### STATED PROBLEM
Word for word, give the material below again, minus any images.

### EXERCISE DATA
**********

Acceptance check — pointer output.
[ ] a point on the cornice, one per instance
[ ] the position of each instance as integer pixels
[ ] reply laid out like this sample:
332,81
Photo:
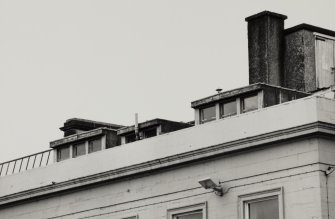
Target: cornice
313,129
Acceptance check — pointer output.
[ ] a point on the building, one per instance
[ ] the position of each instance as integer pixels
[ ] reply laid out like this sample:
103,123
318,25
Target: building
266,150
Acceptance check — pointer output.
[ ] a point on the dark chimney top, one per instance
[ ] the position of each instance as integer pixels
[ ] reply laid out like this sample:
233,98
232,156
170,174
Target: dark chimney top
265,44
263,13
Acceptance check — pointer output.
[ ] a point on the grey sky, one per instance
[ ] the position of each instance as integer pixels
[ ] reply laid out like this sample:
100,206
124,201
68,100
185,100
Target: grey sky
105,60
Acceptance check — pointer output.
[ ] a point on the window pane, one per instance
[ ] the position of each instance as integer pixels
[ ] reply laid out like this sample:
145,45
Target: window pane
207,114
150,133
192,215
94,145
228,109
265,209
79,149
250,103
63,153
130,138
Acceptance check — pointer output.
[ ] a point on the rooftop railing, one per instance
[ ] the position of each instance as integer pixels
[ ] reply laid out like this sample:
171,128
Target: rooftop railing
25,163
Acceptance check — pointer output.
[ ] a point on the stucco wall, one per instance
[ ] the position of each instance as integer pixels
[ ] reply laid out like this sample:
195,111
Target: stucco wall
299,61
292,166
216,132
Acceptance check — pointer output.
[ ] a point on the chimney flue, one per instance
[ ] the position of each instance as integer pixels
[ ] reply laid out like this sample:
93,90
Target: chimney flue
265,44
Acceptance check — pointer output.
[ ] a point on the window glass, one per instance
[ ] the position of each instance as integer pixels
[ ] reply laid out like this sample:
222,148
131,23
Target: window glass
228,109
207,114
190,215
63,153
94,145
130,138
150,133
264,209
249,103
79,149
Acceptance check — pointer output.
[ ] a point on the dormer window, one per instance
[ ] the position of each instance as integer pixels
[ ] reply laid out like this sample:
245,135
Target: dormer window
63,153
228,109
79,149
207,114
150,133
94,145
249,103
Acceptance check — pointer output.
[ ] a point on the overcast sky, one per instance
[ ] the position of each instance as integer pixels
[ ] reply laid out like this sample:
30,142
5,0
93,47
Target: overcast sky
105,60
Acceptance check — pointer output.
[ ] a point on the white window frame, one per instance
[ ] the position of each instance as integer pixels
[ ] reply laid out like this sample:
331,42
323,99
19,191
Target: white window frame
244,200
172,213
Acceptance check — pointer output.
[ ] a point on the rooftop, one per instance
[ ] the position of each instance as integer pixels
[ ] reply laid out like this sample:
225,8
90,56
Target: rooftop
211,139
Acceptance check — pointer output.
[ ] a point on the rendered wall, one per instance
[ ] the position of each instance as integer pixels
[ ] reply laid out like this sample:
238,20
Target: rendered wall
217,132
299,61
291,165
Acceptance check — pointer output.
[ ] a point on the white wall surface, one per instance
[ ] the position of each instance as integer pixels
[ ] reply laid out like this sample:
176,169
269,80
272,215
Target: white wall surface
279,117
292,166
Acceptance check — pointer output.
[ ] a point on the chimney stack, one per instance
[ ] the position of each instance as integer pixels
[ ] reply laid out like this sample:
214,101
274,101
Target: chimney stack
265,44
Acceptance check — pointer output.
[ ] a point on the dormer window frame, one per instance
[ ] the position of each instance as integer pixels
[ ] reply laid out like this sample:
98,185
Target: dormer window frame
201,113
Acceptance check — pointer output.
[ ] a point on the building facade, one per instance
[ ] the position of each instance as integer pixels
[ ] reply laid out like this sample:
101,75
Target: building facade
263,151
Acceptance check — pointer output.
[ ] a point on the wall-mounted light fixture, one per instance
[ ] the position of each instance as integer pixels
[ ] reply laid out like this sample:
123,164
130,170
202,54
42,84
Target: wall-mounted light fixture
208,183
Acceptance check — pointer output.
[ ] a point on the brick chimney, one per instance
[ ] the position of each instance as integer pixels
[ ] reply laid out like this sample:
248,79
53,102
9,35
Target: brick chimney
265,44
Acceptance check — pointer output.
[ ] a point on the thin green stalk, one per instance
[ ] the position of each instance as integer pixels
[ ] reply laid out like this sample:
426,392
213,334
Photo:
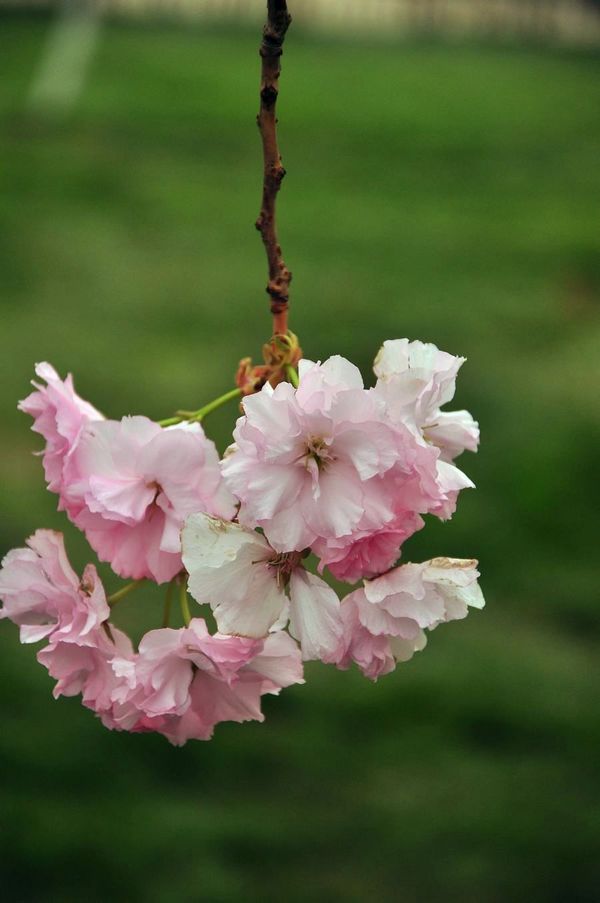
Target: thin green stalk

**********

### OUTPUT OF THE TASK
Acceptance check — pointer output.
[ ] a point on the cornice, one per instance
[ ] the position of each instance as integer pixels
[ ] reply laid out like this sample:
332,81
Photo:
Target: cornice
313,129
Acceptance check — pointer output.
[ ] a point on the building, one per instance
[ ] the position of each instance as integer pixels
[ ] reply laid out like this sample:
103,123
318,25
Target: building
266,150
Acceptance check — pointer output.
[ ] a point on the dark chimney top, one per instance
[ ] the position of each instance as integer pixels
[ ] reply laid out like this sample:
233,98
232,156
170,174
Target: dark chimney top
265,44
263,13
Acceptance check — pointer output.
[ ] a point on the grey sky, one per instance
[ ] the position of each instance as integer pixels
[ ] reply laid out like this sample:
100,206
124,201
68,100
185,100
Target: grey sky
105,60
Acceptance check — pointer output.
[ ] a point on the window pane, one per instance
[ ] the position of each instance as integer pixels
[ ] reply laid out like this sample:
145,45
Target: window pane
207,114
150,133
192,215
94,145
228,109
265,209
79,149
250,103
63,153
130,138
Acceptance check — pointer output.
[ ] a point on the rooftop railing, one per instance
[ ] the position of each instance as integer pixels
[ ] reply laid out like this sample:
171,128
Target: rooftop railing
25,163
Acceptance check — pointer output.
[ ] a point on the stucco wall, one per instance
[ ] the position of each instance as integer pixels
[ ] reply laid out like this sample:
195,111
Target: stucco wall
299,61
292,166
216,132
Acceptance check — pointer output.
[ ] a point on the chimney flue, one per instance
[ ] the position of each instance as integer pixels
[ ] reply laid out like this sample:
93,90
Target: chimney flue
265,44
Acceptance check — pointer output.
[ ] a point on the window glass, one per instance
[ ] the position of each instance as integer pixels
[ ] reply laid out like this sample:
222,148
131,23
Target: window glass
228,109
207,114
190,215
63,153
94,145
130,138
150,133
264,209
249,103
79,149
Acceptance check — pointer output.
[ ] a point on the dormer window, one per instance
[ ] the position of each instance as integer pixels
[ ] reply laid out like this sample:
245,135
Target: dormer window
63,153
228,109
79,149
207,114
150,133
94,145
249,103
Acceptance check — pointer output.
[ ] a point on the overcast sky, one per instance
[ ] the position of each instance as integer pixels
[ ] reply laid out like this sample:
30,142
5,0
93,47
Target: overcast sky
105,60
Acceptance check — pointer output.
[ ] a point on the white window frame, one per instance
[ ] the position of each instance as integer pixels
[ ] reply laid out like this sample:
331,42
323,99
19,191
Target: white window frame
244,200
172,213
Acceptance check — pointer output.
[ ] a point on the rooftop, one per instance
[ ] the position of each instance as integer pixels
[ ] reply laid out like this sample:
225,8
90,56
Target: rooftop
211,139
Acceptance check — pointer output.
[ ] a point on the rendered wall, one per instance
[ ] the position of each instance as integer pixels
[ ] reply laid out like this sample:
238,20
Target: rendered wall
217,132
299,61
291,165
Acceptance check — pointer output.
[ ] a point on the white wall surface, one per instance
[ ] the position of each instance as integer pixels
[ ] reply laid out like this sample:
176,169
269,80
272,215
Target: white wall surface
279,117
292,166
Acceptance check — pointer output.
[ ] a point on the chimney stack, one per instance
[ ] the position of each instance as integer pixels
[ ] reply laid out like this sample:
214,101
274,101
Target: chimney stack
265,44
Acceptance check — pointer output.
[ ] a point on the dormer window frame, one per instance
[ ] the position of each instance as integer pixels
[ ] reply laid out like this sample:
98,185
Target: dormer window frame
201,113
Acceptance check — pointer output.
[ ] a point on the building facade, one per instance
[ ] the position of each instance as integer pixels
[ ] reply laid out like this sample:
101,75
Target: building facade
263,151
Acceptance check — pointer output.
[ ] a point on the wall-mounted light fixture, one per instance
[ ] the position of each instance as integer pixels
[ ] reply laid out like this sample:
123,164
130,170
202,54
42,84
Target: wall-mounted light fixture
208,183
Acceptance check — pointer output.
[ ] a point on the brick chimney, one per instance
[ ] the position of each instance as integer pixels
[ ] reply laid out like this sample:
248,79
53,102
9,35
Target: brick chimney
265,44
Acceptance check — pointer output.
[ ] a point on the thin green stalk, one per instance
[ ] the position of each instance as integer pixels
[ ] reply laid out like this sample:
426,392
213,334
Photo:
Target: thin green stalk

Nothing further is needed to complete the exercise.